■ **Exercício A**
Verifique se cada afirmação está de acordo com o trecho. Responda sim ou não e cite as palavras decisivas do trecho. (i) A topografia foi o primeiro aspecto da cidade a chamar atenção. (ii) A conexão definitiva com a cidade veio com as viagens de ônibus. (iii) A água escorria pelos cantos das ruas somente em dias de chuva.

■ **Trecho do documento**
· · · ·

Emoldurando janelas – parte 2

São Paulo, 23 de setembro de 2020
… (continuação da parte 1)
 
Minha curiosidade com a cidade foi se manifestando aos poucos, à medida que meus trajetos de adolescente me levavam a circular distâncias e lugares cada vez mais longe de casa. O primeiro aspecto que chamava atenção era a topografia, e como caminhar exigia fôlego para encarar ladeiras em diversos bairros por onde passava. Águas escorrendo pelos cantinhos das ruas, mesmo em dias sem chuva, era algo difícil de entender, tanto quanto os canos que saíam de dentro de calçadas e jorravam água direto para a sarjeta. De onde vinha aquela água toda ? Linhas de ônibus, conexões, terminais, nomes de ruas, pontes, rios. Os lugares iam me apresentando a cidade e deixando indícios de sua história e da geografia na qual está construída. Pouco a pouco o mapa da cidade (melhor dizendo, da parte dela que era minha realidade de cidade) ia se fixando na memória, assim como algumas referências dos significados dos lugares. Locomover-me em bicicleta, a partir de determinada época, proporcionou uma conexão definitiva com a cidade. Enfim eu estava tranquilo e gostando de viver onde vivia, sem me sentir preso a um lugar onde já não estava, vivendo à base saudades (que dói e cansa depois de um tempo).

· · · ·

■ **Dados fornecidos**

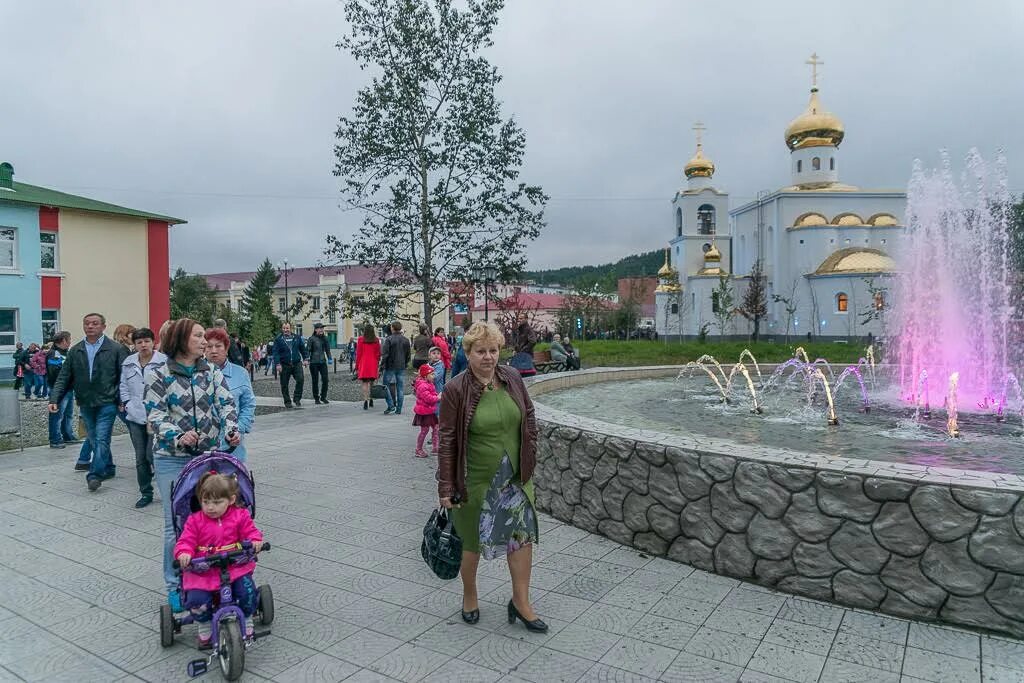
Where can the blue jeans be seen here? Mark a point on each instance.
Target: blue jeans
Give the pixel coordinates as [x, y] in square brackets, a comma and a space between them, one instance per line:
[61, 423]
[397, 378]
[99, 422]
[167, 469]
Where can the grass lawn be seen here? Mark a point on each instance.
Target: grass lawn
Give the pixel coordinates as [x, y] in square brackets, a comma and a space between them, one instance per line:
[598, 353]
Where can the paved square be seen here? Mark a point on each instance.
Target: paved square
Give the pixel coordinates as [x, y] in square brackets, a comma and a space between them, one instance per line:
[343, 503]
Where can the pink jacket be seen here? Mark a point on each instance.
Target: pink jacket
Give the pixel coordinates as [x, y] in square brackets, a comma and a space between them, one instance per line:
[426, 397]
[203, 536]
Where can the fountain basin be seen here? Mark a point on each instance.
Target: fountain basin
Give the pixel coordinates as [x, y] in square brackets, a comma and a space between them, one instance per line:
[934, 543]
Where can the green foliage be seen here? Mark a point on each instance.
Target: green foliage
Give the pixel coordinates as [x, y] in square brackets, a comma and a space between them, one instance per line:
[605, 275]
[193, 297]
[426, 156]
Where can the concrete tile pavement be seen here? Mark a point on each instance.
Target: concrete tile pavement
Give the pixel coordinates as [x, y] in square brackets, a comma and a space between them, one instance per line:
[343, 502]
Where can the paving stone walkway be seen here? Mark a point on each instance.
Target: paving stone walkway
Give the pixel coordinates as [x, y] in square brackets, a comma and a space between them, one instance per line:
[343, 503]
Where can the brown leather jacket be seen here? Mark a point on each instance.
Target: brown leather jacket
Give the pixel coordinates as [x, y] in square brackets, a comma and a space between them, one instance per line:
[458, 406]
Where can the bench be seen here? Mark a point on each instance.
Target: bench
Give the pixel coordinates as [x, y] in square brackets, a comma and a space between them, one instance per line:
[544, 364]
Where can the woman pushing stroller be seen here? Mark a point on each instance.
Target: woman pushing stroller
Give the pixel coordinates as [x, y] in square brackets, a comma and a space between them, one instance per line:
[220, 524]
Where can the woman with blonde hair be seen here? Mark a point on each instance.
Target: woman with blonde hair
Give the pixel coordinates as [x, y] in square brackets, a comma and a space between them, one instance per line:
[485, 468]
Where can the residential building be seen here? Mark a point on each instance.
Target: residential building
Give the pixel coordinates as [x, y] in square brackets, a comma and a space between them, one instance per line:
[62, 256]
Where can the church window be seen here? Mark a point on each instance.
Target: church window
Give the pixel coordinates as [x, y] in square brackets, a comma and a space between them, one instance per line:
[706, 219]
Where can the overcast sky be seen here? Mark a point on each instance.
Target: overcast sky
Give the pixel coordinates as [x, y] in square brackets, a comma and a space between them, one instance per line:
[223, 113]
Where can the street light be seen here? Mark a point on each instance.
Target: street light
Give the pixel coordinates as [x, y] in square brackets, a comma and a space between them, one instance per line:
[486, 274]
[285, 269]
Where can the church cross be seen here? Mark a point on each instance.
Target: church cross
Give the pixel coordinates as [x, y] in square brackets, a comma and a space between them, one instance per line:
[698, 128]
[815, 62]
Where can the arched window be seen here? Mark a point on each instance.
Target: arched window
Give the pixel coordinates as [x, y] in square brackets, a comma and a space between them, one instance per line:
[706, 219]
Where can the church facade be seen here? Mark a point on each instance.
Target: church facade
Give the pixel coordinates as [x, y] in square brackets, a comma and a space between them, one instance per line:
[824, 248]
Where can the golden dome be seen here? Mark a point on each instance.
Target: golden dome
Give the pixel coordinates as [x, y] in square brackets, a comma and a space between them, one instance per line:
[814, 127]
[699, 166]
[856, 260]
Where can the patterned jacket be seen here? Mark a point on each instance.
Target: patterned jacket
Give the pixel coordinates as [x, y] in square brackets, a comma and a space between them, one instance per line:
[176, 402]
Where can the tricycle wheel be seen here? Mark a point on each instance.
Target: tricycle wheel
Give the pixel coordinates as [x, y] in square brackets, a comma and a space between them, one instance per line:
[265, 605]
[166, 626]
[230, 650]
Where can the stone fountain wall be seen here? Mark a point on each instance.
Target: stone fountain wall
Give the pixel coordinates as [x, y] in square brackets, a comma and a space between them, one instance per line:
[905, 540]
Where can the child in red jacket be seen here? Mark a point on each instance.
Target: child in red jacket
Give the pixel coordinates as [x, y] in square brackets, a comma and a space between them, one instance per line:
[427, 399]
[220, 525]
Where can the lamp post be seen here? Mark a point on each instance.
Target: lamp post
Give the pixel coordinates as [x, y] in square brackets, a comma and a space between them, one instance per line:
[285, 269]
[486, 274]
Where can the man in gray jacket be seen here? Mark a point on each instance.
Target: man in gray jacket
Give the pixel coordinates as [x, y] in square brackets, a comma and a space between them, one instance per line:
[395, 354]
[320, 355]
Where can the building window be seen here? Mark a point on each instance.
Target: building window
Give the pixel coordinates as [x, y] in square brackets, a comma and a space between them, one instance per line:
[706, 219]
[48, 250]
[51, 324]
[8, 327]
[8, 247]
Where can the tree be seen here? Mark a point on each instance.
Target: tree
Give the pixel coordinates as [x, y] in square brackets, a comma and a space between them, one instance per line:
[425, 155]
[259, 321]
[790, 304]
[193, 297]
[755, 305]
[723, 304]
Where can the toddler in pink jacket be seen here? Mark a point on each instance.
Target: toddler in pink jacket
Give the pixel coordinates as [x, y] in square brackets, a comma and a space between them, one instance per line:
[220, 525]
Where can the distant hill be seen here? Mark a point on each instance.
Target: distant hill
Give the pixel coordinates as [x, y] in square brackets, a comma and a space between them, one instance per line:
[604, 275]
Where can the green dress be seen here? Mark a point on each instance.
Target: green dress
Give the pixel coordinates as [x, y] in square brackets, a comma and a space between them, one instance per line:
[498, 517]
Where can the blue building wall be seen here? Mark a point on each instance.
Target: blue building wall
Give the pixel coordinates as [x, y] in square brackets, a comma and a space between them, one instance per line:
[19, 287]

· · · ·

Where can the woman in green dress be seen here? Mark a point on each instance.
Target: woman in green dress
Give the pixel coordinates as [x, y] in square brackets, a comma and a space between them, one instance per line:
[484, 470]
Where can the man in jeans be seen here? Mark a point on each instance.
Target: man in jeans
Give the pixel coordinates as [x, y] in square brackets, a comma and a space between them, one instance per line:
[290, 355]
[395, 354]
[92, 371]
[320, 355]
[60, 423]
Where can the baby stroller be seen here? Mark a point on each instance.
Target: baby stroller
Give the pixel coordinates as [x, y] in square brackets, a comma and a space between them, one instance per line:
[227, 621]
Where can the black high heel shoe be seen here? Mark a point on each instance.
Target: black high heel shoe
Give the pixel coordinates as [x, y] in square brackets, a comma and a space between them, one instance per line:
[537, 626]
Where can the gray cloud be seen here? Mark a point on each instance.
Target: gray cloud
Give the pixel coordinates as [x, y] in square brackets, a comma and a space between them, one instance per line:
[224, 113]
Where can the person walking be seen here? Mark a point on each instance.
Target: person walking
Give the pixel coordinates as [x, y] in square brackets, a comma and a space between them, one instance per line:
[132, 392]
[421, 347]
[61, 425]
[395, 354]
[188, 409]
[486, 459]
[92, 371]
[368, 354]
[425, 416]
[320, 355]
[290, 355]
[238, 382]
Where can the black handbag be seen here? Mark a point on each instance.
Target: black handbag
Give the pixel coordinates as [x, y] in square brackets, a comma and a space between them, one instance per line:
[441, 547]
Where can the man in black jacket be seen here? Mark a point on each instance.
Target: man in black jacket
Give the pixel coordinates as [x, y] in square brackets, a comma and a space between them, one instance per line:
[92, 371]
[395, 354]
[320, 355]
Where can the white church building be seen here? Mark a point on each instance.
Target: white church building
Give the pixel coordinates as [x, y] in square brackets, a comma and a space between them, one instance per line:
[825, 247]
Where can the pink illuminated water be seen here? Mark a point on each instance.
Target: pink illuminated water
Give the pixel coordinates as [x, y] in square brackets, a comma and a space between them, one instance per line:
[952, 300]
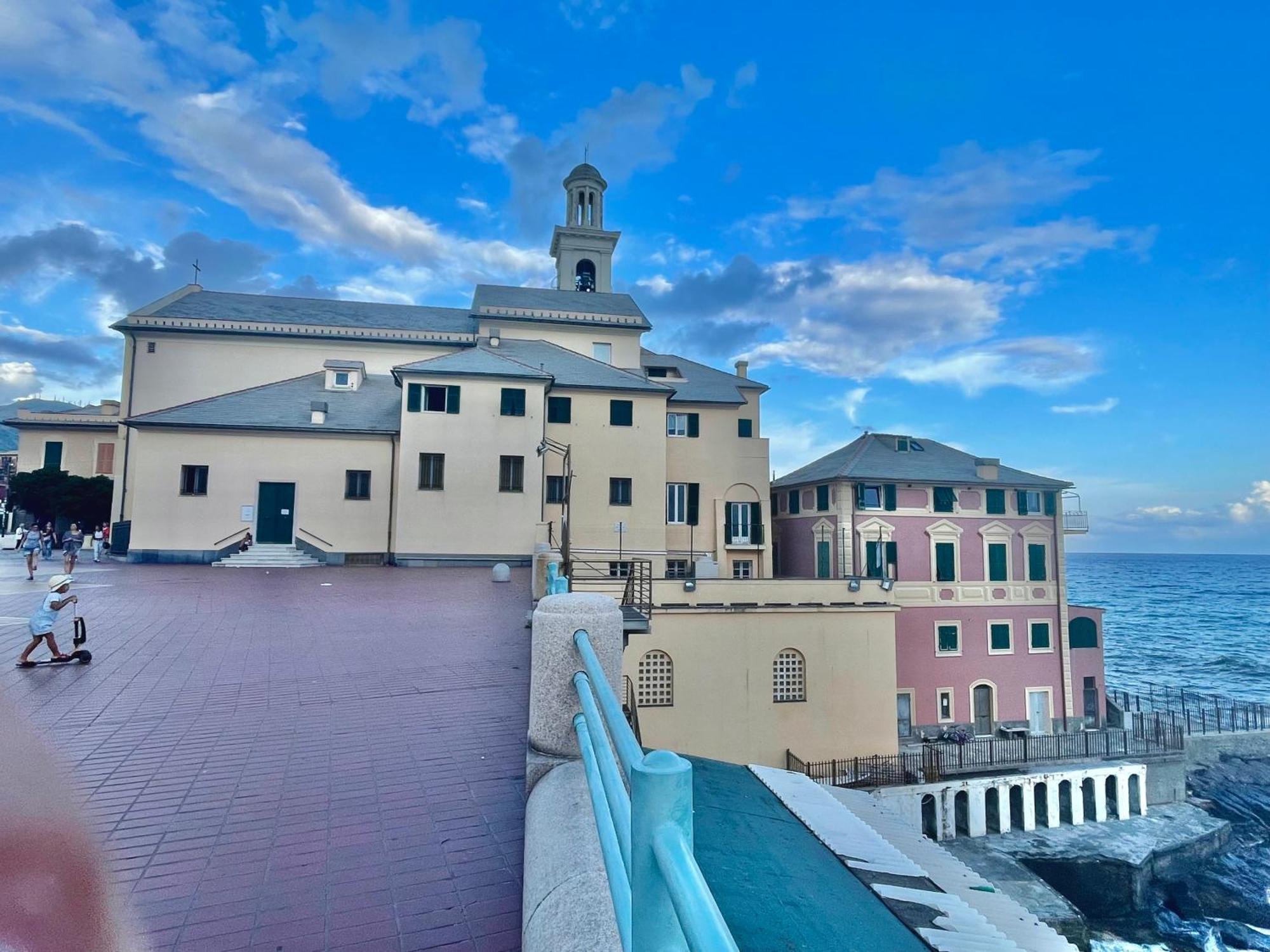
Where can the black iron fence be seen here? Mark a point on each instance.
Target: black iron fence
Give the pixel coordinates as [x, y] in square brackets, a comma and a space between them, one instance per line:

· · · ·

■ **Exercício B**
Extraia das entradas todas as linhas que contêm a palavra "pavement" e copie-as. Diferencie maiúsculas de minúsculas.

■ **Resposta completa A**
(i) Sim: "O primeiro aspecto que chamava atenção era a topografia".
(ii) Não: "Locomover-me em bicicleta, a partir de determinada época, proporcionou uma conexão definitiva com a cidade."
(iii) Não: "Águas escorrendo pelos cantinhos das ruas, mesmo em dias sem chuva, era algo difícil de entender".

■ **Resposta completa B**
Where can the concrete tile pavement be seen here? Mark a point on each instance.
Target: concrete tile pavement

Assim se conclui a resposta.